* WHAT IS NEEDED
The output must match the entries below exactly.

* MATERIAL TO PROCESS
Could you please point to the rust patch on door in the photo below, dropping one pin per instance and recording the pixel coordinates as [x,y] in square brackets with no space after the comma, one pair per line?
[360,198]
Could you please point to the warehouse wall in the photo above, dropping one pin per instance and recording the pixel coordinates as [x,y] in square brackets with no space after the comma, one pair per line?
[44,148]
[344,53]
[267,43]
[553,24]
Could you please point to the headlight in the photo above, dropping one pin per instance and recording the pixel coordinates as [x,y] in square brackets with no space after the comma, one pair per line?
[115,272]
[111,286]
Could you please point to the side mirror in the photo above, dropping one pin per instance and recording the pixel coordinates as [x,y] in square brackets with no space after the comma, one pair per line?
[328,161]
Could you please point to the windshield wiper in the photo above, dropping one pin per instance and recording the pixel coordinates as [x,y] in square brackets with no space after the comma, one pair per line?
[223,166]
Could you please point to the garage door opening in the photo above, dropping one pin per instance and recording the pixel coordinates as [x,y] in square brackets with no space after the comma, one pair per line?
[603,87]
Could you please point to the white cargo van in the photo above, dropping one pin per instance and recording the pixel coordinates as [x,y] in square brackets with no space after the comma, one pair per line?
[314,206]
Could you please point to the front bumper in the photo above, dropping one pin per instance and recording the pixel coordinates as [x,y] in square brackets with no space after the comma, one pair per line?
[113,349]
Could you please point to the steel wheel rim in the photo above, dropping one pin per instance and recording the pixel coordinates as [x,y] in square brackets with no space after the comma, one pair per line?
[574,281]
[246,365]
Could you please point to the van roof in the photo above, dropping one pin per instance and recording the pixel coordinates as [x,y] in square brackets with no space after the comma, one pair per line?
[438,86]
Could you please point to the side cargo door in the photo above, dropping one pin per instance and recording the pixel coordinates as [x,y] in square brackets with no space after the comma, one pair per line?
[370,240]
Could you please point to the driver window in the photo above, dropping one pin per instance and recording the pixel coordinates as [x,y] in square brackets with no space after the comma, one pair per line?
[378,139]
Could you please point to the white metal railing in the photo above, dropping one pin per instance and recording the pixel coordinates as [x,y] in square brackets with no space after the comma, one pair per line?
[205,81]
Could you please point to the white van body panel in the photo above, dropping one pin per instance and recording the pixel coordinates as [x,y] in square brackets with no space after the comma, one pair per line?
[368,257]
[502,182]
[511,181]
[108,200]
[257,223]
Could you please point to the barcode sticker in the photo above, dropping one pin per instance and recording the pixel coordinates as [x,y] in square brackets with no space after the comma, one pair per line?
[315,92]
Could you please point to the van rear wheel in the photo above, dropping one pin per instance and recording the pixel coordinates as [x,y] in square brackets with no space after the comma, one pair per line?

* RESULT OF THIS TASK
Could you please point to the rust patch on door in the photo below, dropping one pin per instance and recording the pixel coordinates as [x,y] in square brackets with no space after the comma, one pair per line?
[360,198]
Could you please point to the warehouse wall in the photo above, dropping one pin per instance and recording the pixel coordinates as [x,y] in square brackets with no space after the comma, one pair per line?
[44,148]
[344,53]
[267,43]
[553,24]
Could you please point to the headlight in the photo above, dropping one pin per instance and recording the pixel coordinates as [x,y] in square brackets with no space after the comma, one pair per line?
[115,272]
[111,286]
Could you please point to the side mirror in the photo above, dropping one pin per instance and recording the pixel coordinates as [x,y] in square brackets with no space after the comma, one pair per line?
[328,161]
Could you please point to the windshield wiper in the photo above, dropping one pin per instance and recording the pixel coordinates as [x,y] in square brackets with no space after the comma, one pair per line?
[223,166]
Could you please point to the garage door opening in the photo above, dropping one pin per instance and recording the pixel coordinates as [x,y] in square brackets with no space after the comma, one pair per line?
[603,87]
Could you please point to the white cargo van in the photo above, dropping one pin per instance and recording the pixel coordinates as [x,y] in square brackets with no space after the comma, one pair per line?
[314,206]
Could you please point to the front bumper in the photo above, dropping one pin per instance and recording the pixel coordinates as [x,y] in square brackets with no space after the comma, one pair per line?
[113,349]
Could you please point to the steel wheel rim in the photo above, dropping one pin per instance and recording the pixel coordinates as [x,y] in square brackets with no space after the comma, one pair per line?
[574,281]
[246,365]
Could you please point to the van roof in the photo above, dropping one pin per instance and recording the pixel coordinates as [x,y] in square brackets with no space after the comma, one pair per line?
[438,86]
Could you please point to the side cargo door in the photo above, dropping one pin per instance and recording the pixel coordinates as [x,y] in square brackets with no space after the comma, one pair per line?
[370,240]
Could you please point to the driver window in the photo above, dropping one pin per instance and recording the pixel coordinates as [x,y] in square brackets with no space after the comma, one pair per line?
[378,139]
Could you please point to the white metal railing in the photo above, dropping one pin per instance and recording the pixel coordinates as [x,y] in square brackets with no space after the comma, one pair per line?
[205,81]
Could you please point to the white van body panel in the photo above, dropping one pin per instance and recording the pixel coordinates as [x,y] in square brackets with no space after the comma, one pair per line?
[368,257]
[502,182]
[511,181]
[108,200]
[257,223]
Could you please point to the barcode sticker in the photo above, dropping one pin per instance and recording the pixel coordinates as [x,y] in square brackets with no space after the comma, one pair per line?
[315,92]
Could you please point to the van rear wheel in the photo above, dropping one pin per instance and recording the pixel coordinates as [x,y] in square brackets with no space after the comma, one pair per line?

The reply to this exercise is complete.